■ GOAL 1: Duplicate the passage on deuterium fusion from "happens roughly half" up to and including "just very rare.".
■ GOAL 2:
Answer these questions using the passage on deuterium fusion.
(a) How often does the branch of the reaction that yields a neutron and helium-3 happen?
(b) About how many fusions occur for each instance of the unusual reaction in which two deuterium nuclei stick together?
(c) About how much energy does the gamma ray emitted by the helium-4 carry?

■ ARTICLE:

If deuterium-deuterium fusion is happening, it is producing helium-3 at a quick rate. Since the branch of the reaction

d + d → n + 3He

happens roughly half the time, one helium-3 should be produced for every two fusions that occur. Helium-3, not helium-4. However, once in a long while—once in about ten million fusions—an unusual reaction does occur. Two deuterium nuclei stick together, producing a helium-4 that is quivering with energy. Usually, the helium-4 can’t hold together; either a neutron or a proton pops off. Rarely, though, the helium-4 sheds the excess energy in another way: it emits an enormously energetic gamma ray (with about 24 MeV), and the helium-4 nucleus survives. So the reaction

d + d → 4He

does exist. It is just very rare.

■ INFORMATION SUPPLIED:

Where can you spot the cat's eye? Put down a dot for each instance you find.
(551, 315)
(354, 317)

■ EXERCISE SOLUTION 1:
happens roughly half the time, one helium-3 should be produced for every two fusions that occur. Helium-3, not helium-4. However, once in a long while—once in about ten million fusions—an unusual reaction does occur. Two deuterium nuclei stick together, producing a helium-4 that is quivering with energy. Usually, the helium-4 can’t hold together; either a neutron or a proton pops off. Rarely, though, the helium-4 sheds the excess energy in another way: it emits an enormously energetic gamma ray (with about 24 MeV), and the helium-4 nucleus survives. So the reaction

d + d → 4He

does exist. It is just very rare.

■ EXERCISE SOLUTION 2:
(a) Roughly half the time.
(b) About ten million.
(c) About 24 MeV.